PASSAGE TO READ:

Skip to content

Table-Driven Tests — Optimize

← Back

Table-driven tests scale well into the hundreds of rows. Past that, three sources of cost dominate:

  1. Per-subtest overhead from t.Run (~3–10 µs per call).
  2. Per-row fixture setup (DB connections, file system, mocks).
  3. Linear scans of the table to find a specific row when debugging.

This file shows how to measure each cost and how to reduce it without sacrificing readability.


Measuring t.Run overhead

A baseline benchmark with an empty subtest body:

func BenchmarkEmptySubtest(b *testing.B) {
    for i := 0; i < b.N; i++ {
        b.Run("noop", func(b *testing.B) {
            // intentionally empty
        })
    }
}

func BenchmarkNoSubtest(b *testing.B) {
    for i := 0; i < b.N; i++ {
        // nothing
    }
}

Sample numbers on a Linux x86_64 laptop, Go 1.22:

BenchmarkEmptySubtest-8   400000   3500 ns/op   376 B/op   6 allocs/op
BenchmarkNoSubtest-8     1e9         0.3 ns/op   0 B/op    0 allocs/op

Each b.Run (or t.Run) costs ~3.5 µs and ~376 bytes of allocation. For 1000 rows that's ~3.5 ms total — usually invisible. For 100,000 rows it's 350 ms — noticeable. For 1,000,000+ generated cases (e.g., property-based or fuzz), batching into a single t.Run and reporting failures with t.Logf + t.Fail is cheaper.

DATA EXCERPTS:
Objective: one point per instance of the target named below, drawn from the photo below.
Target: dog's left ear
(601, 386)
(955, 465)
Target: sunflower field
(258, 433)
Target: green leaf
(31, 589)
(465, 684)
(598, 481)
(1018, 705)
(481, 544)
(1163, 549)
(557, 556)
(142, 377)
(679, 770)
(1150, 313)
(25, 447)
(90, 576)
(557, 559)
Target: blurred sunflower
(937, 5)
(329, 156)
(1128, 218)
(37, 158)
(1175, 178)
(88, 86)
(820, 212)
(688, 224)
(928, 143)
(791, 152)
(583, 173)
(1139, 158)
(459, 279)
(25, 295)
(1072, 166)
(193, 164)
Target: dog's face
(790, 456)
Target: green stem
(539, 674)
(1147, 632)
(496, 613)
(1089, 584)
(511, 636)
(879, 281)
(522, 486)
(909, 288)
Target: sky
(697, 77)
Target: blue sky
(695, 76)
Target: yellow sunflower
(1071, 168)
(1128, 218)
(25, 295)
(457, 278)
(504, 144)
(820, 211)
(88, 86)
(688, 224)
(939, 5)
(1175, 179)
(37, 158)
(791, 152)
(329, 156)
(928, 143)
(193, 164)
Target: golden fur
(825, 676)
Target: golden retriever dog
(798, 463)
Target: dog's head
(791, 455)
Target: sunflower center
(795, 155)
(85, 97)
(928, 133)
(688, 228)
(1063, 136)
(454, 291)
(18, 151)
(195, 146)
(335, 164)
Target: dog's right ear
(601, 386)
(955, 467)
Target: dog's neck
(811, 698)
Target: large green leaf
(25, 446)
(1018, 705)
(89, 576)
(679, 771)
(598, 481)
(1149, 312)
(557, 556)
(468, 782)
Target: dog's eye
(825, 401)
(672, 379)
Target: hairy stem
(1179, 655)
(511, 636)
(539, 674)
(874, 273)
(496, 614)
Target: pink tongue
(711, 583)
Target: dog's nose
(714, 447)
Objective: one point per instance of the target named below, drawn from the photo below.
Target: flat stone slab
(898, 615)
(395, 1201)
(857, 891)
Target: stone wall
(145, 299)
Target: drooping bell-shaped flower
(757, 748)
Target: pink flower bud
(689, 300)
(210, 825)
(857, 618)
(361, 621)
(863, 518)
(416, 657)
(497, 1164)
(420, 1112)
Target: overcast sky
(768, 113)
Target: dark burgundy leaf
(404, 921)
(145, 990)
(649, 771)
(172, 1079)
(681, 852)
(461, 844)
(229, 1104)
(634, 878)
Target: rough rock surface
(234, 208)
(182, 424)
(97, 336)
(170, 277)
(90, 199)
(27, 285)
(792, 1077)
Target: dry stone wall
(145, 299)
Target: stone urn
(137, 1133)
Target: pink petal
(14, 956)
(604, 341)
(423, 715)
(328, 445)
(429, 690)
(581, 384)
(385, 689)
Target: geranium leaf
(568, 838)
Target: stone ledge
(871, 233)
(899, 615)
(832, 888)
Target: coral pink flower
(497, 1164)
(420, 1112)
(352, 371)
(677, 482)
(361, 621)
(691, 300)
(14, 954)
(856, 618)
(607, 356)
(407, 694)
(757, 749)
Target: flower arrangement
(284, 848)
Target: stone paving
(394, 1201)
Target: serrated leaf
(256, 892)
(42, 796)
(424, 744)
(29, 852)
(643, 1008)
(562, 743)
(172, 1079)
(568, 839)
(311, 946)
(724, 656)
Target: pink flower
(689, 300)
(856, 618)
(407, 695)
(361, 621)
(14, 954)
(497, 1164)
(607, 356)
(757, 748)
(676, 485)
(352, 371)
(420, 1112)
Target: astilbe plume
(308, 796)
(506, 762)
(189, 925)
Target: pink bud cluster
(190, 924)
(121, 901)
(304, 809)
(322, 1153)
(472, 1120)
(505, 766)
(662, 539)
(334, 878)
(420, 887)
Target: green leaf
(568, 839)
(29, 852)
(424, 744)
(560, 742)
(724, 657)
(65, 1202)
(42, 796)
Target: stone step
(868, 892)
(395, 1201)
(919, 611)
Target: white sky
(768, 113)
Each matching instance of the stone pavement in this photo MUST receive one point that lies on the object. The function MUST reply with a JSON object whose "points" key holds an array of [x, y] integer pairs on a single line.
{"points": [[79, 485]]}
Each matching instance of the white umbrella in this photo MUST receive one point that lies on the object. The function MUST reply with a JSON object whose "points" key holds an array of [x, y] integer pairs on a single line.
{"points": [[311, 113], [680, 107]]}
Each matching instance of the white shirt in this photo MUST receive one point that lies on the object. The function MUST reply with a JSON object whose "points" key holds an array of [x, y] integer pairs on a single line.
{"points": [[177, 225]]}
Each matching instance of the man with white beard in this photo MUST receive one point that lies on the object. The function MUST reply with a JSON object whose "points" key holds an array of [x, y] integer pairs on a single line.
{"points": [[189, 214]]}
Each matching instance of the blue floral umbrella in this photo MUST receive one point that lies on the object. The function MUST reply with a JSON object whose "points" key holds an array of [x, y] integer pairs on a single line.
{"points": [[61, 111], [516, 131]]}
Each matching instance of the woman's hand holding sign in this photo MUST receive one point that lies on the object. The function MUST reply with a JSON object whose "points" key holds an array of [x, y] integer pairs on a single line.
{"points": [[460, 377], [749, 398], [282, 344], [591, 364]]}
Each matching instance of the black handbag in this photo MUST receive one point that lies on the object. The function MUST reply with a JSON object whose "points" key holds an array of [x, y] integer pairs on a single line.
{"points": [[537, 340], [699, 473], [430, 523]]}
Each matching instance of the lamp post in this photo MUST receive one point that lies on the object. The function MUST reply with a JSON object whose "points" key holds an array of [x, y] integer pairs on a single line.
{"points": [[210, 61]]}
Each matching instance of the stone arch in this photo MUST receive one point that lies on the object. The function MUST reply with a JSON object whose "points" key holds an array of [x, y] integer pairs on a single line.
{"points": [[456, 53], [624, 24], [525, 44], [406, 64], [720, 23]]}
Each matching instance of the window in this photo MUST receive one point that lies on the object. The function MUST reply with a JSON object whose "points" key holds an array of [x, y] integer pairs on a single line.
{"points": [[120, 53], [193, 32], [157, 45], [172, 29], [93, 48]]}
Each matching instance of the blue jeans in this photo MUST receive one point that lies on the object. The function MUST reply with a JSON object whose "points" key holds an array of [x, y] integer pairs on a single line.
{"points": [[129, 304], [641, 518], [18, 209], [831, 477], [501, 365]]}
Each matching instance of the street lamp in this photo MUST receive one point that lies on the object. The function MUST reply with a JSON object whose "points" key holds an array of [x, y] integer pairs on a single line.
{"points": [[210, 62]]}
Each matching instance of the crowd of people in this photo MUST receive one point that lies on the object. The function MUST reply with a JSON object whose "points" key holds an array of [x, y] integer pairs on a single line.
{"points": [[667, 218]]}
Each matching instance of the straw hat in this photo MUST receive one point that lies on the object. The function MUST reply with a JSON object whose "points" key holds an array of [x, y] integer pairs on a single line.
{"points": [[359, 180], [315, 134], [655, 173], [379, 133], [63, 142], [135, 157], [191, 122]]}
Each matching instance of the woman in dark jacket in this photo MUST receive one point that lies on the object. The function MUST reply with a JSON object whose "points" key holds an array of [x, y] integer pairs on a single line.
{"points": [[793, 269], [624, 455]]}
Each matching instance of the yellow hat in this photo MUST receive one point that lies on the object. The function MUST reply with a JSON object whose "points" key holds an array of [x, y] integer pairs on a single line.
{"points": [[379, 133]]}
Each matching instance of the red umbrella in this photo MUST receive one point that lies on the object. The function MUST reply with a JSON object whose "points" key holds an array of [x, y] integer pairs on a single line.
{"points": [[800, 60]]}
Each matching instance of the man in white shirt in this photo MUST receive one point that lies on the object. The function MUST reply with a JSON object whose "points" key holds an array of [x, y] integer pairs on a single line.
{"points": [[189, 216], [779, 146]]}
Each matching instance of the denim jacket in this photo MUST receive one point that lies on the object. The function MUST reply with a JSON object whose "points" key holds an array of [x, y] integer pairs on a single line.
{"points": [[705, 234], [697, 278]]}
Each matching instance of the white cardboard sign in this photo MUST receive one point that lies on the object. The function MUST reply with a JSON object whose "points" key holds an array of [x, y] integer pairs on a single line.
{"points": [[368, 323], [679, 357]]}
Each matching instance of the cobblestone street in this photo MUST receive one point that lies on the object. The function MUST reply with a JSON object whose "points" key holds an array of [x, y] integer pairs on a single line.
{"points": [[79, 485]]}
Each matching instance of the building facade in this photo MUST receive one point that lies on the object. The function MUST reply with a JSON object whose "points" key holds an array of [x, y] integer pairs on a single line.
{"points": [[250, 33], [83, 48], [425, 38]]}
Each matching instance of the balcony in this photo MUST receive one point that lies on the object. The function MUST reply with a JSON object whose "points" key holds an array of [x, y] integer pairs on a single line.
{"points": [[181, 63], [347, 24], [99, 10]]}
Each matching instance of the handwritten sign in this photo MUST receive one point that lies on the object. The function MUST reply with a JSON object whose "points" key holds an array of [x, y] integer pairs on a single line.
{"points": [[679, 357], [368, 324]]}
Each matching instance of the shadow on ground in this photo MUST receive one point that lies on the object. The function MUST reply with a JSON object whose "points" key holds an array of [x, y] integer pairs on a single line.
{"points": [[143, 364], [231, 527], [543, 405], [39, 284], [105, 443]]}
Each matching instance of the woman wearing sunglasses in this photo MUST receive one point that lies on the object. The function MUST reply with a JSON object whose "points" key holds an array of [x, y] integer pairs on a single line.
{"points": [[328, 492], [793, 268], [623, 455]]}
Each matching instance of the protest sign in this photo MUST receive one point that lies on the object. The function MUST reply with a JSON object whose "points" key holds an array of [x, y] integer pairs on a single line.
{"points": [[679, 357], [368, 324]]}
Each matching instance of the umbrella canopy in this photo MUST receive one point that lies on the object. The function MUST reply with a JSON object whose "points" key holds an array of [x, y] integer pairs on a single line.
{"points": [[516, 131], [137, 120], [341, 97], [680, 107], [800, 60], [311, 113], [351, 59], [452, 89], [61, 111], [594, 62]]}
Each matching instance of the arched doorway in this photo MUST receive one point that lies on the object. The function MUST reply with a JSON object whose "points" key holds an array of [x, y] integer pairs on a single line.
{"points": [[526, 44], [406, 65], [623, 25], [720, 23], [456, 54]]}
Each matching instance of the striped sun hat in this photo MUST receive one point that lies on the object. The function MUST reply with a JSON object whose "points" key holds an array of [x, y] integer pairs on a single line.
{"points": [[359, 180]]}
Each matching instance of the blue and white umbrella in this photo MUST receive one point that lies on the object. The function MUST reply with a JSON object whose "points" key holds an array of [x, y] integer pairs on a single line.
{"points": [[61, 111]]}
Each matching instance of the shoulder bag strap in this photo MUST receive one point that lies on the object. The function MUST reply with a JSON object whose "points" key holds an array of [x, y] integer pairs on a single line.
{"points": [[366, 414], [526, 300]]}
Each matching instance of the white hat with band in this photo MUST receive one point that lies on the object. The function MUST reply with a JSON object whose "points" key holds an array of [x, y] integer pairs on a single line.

EXERCISE INSTRUCTIONS:
[1] Answer these from the page on optimizing table-driven tests:
(a) What per-call overhead range does the opening list give for t.Run?
(b) On what machine and Go version were the sample benchmark numbers taken?
(c) For 1,000,000+ generated cases, what approach does the page call cheaper?
[2] From the page on optimizing table-driven tests, write out the stretch from "Skip to content" through "without sacrificing readability.", renaming "readability" to "clarity".
[3] Carry on the page on optimizing table-driven tests from its last sentence.

OUTPUTS FOR THE TASKS:
[1]
(a) About 3–10 µs per call.
(b) A Linux x86_64 laptop running Go 1.22.
(c) Batching into a single t.Run and reporting failures with t.Logf + t.Fail.

[2]
Skip to content

Table-Driven Tests — Optimize

← Back

Table-driven tests scale well into the hundreds of rows. Past that, three sources of cost dominate:

  1. Per-subtest overhead from t.Run (~3–10 µs per call).
  2. Per-row fixture setup (DB connections, file system, mocks).
  3. Linear scans of the table to find a specific row when debugging.

This file shows how to measure each cost and how to reduce it without sacrificing clarity.

[3]
When to batch

Rule of thumb: if you have a hot loop of cheap assertions (string parsing, arithmetic) and 10K+ rows, batch:

func TestParseBigBatch(t *testing.T) {
    cases := loadHugeTable() // 50,000 rows

    failures := 0
    for _, tc := range cases {
        got, err := Parse(tc.in)
        if (err != nil) != tc.wantErr || got != tc.want {
            t.Errorf("Parse(%q) = (%v, %v), want (%v, %v)", tc.in, got, err, tc.want, tc.wantErr)
            failures++
            if failures > 20 {
                t.Fatalf("too many failures (%d), aborting", failures)
            }
        }
    }
}

Trade-offs:

  • Lose per-row -run filtering.
  • Lose isolated subtest output.
  • Gain ~3.5 µs per row, which compounds.

For most production tests (50–500 rows of moderate-cost assertions), keep t.Run. Batch only when the profile shows t.Run overhead matters.


Hoisting expensive setup

A common smell: each row re-builds a server, a DB pool, or a parser instance.

// SLOW: builds the parser 100 times
for _, tc := range cases {
    t.Run(tc.name, func(t *testing.T) {
        p := NewParser(WithStrict(), WithMaxDepth(50))
        if got := p.Parse(tc.in); got != tc.want { ... }
    })
}

If the parser is immutable and safe to share, hoist it:

p := NewParser(WithStrict(), WithMaxDepth(50))
for _, tc := range cases {
    t.Run(tc.name, func(t *testing.T) {
        if got := p.Parse(tc.in); got != tc.want { ... }
    })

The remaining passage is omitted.